== DATA RECORDS ==

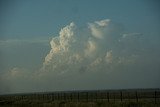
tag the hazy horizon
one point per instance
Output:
(79, 45)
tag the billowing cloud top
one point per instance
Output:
(79, 56)
(98, 48)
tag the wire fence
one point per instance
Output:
(89, 96)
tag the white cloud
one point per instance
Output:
(98, 48)
(101, 48)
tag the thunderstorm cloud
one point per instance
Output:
(80, 57)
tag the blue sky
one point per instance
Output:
(118, 37)
(45, 18)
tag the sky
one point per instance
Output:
(49, 45)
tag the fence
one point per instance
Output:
(88, 96)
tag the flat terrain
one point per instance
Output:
(95, 98)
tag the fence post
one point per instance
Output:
(87, 96)
(155, 96)
(78, 96)
(108, 96)
(121, 96)
(136, 96)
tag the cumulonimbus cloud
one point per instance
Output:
(102, 44)
(100, 47)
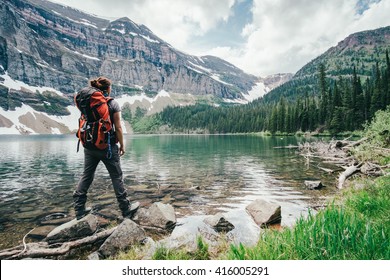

===

### [REQUIRED WORK]
When you copy the entries, keep every word exactly as it stands and drop any pictures.

### [FINISHED EXERCISE]
tag the hazy horizon
one point per instance
Output:
(79, 45)
tag the billowing cloud top
one point per instance
Output:
(79, 56)
(98, 48)
tag the wire fence
one point per instance
Output:
(89, 96)
tag the white cloud
one point per instance
Output:
(98, 48)
(101, 48)
tag the thunderstorm cloud
one point per instance
Output:
(80, 57)
tag the blue sky
one point per instance
Output:
(118, 37)
(45, 18)
tag the sky
one point per instance
Output:
(49, 45)
tag the fence
one point per instance
Output:
(88, 96)
tag the flat terrain
one point per instance
Output:
(95, 98)
tag the fence post
one point per instance
Output:
(87, 96)
(155, 96)
(78, 96)
(108, 96)
(121, 96)
(136, 96)
tag the cumulonimbus cloud
one point per instance
Output:
(102, 44)
(100, 47)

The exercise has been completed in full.